START EXERCISE DATA

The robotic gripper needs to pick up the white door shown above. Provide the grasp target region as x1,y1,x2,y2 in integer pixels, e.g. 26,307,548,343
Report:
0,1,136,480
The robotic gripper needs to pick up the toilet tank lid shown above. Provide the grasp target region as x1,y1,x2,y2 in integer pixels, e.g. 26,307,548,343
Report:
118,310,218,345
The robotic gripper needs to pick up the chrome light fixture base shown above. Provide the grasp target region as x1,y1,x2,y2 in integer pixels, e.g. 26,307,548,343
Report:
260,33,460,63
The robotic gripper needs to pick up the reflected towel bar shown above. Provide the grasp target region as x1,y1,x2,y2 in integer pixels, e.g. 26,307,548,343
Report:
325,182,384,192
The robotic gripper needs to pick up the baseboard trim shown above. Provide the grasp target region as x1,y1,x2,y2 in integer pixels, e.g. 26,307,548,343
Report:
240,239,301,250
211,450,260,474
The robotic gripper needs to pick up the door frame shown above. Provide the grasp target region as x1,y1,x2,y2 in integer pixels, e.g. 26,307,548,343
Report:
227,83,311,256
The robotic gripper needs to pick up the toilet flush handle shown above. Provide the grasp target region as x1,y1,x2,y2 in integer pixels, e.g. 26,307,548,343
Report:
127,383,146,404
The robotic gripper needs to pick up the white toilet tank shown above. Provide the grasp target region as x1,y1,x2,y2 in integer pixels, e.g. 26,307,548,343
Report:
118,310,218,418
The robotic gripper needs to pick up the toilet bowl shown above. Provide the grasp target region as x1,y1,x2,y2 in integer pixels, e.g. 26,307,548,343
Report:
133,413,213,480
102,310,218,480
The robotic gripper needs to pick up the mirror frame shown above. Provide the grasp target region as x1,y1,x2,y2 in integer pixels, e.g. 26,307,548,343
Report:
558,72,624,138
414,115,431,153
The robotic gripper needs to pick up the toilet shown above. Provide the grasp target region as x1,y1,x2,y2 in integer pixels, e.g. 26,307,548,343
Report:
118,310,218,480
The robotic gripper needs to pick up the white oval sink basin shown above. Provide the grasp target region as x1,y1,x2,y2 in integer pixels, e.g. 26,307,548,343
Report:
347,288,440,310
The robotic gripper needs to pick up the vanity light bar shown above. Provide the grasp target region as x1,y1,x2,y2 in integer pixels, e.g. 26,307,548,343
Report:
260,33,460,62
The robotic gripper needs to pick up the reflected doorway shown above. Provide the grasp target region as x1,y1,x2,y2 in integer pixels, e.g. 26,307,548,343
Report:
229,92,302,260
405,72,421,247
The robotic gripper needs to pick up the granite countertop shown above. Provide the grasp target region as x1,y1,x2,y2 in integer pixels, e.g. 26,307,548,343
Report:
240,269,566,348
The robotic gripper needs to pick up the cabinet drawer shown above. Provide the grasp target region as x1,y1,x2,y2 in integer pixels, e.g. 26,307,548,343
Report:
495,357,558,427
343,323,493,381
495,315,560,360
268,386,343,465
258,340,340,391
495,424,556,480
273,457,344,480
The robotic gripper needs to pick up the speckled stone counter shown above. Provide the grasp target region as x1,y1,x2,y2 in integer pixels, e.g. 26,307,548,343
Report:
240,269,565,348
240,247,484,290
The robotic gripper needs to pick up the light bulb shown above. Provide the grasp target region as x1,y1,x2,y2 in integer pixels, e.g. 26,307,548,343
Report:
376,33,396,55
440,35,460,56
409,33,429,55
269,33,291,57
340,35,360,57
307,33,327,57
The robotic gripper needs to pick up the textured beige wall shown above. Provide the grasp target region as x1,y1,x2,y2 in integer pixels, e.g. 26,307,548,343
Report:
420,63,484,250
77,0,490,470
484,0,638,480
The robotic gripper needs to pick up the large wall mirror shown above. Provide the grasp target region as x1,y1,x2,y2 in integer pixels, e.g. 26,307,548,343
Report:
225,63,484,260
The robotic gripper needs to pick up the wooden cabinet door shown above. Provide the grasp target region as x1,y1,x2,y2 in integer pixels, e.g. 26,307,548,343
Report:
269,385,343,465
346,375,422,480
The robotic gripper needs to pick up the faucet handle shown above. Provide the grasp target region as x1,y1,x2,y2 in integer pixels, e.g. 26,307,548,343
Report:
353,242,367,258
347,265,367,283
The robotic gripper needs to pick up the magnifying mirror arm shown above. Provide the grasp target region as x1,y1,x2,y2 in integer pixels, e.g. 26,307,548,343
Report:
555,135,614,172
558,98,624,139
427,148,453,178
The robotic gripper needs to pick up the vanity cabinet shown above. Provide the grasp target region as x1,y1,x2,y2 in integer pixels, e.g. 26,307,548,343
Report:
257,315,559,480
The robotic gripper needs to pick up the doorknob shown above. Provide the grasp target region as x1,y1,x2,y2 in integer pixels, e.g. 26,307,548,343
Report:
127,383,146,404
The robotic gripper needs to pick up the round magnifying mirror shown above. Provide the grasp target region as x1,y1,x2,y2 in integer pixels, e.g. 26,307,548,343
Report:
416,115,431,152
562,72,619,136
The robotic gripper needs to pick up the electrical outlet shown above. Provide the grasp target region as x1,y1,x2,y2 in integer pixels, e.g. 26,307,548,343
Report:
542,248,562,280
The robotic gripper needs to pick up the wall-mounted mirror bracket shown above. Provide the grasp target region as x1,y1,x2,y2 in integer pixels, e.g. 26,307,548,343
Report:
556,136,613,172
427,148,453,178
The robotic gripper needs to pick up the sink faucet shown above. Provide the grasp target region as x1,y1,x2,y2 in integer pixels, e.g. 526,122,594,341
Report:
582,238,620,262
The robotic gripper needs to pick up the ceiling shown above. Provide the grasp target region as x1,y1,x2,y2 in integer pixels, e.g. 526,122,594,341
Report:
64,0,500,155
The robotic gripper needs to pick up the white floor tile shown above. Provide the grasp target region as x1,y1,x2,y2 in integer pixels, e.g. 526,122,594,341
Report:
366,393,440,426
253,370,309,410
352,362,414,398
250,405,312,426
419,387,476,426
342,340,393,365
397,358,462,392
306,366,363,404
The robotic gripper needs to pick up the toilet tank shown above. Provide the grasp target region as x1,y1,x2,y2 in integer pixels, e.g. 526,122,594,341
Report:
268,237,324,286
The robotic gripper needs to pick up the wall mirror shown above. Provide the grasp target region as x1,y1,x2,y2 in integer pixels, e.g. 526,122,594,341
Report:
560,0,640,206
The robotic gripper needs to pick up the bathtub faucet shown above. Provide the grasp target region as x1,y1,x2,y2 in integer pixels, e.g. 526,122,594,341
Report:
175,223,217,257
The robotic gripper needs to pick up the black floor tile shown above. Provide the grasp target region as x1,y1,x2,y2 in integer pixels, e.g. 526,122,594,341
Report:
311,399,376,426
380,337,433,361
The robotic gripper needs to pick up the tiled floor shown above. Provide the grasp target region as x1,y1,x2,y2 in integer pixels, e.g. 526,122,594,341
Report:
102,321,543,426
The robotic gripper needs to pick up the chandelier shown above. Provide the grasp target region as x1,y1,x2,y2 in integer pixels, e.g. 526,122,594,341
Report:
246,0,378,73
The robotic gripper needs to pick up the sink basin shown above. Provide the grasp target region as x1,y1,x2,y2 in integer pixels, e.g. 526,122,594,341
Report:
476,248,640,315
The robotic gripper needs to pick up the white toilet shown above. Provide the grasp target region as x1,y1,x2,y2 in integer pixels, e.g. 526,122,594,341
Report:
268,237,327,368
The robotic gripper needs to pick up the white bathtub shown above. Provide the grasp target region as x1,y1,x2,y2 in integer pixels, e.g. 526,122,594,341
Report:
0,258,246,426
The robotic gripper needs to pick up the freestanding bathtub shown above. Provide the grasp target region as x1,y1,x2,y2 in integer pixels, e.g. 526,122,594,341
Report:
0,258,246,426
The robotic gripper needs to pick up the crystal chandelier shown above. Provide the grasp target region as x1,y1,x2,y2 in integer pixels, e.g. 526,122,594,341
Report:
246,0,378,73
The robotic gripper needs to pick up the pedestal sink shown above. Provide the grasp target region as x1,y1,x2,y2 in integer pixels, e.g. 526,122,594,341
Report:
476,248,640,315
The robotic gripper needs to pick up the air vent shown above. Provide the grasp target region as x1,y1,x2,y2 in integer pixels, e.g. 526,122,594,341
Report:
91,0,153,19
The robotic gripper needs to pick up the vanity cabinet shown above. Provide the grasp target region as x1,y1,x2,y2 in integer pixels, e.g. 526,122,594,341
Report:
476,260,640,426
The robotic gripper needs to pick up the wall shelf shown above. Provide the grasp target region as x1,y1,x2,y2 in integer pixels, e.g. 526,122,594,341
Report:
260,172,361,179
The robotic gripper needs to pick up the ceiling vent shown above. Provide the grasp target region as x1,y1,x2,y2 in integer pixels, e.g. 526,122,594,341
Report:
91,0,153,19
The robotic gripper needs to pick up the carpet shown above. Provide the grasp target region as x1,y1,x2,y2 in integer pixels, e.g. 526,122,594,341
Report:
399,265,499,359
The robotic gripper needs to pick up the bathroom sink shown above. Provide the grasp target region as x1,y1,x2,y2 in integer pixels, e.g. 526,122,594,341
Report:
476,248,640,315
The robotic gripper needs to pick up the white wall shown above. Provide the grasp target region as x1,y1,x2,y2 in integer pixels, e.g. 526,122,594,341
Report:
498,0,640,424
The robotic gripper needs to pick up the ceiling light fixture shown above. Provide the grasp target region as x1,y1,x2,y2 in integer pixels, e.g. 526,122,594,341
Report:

END EXERCISE DATA

■ STATED EXERCISE: Reproduce the records starting at the line with "The robotic gripper needs to pick up the air" and continuing through the last one, substituting "pickup area" for each "grasp target region" and changing nothing else.

■ RESULT BELOW:
The robotic gripper needs to pick up the air vent shown above. Provide the pickup area as x1,y1,x2,y2 in integer pixels, e.g. 526,122,594,341
Report:
91,0,153,19
The robotic gripper needs to pick up the vanity cabinet shown above. Provide the pickup area as x1,y1,x2,y2 in integer pixels, e.g. 526,122,594,341
Report:
476,260,640,426
The robotic gripper needs to pick up the wall shelf shown above. Provide the pickup area as x1,y1,x2,y2 in integer pixels, e.g. 526,122,594,341
Report:
260,172,361,179
The robotic gripper needs to pick up the ceiling vent shown above. Provide the pickup area as x1,y1,x2,y2 in integer pixels, e.g. 526,122,594,341
Report:
91,0,153,19
The robotic gripper needs to pick up the carpet shown above. Provide the pickup area as x1,y1,x2,y2 in integer pixels, e.g. 526,122,594,341
Report:
399,265,499,359
The robotic gripper needs to pick up the bathroom sink shown above. Provide the pickup area as x1,y1,x2,y2 in integer pixels, e.g. 526,122,594,341
Report:
476,248,640,315
The robotic gripper needs to pick up the white wall shown above. Provide the pickup area as x1,y1,x2,y2 in integer pixels, e.g. 526,122,594,341
Report:
498,0,640,424
The robotic gripper needs to pick up the ceiling light fixture shown above. Provide the pickup area as x1,y1,x2,y2 in integer pixels, e.g. 526,122,594,341
Report:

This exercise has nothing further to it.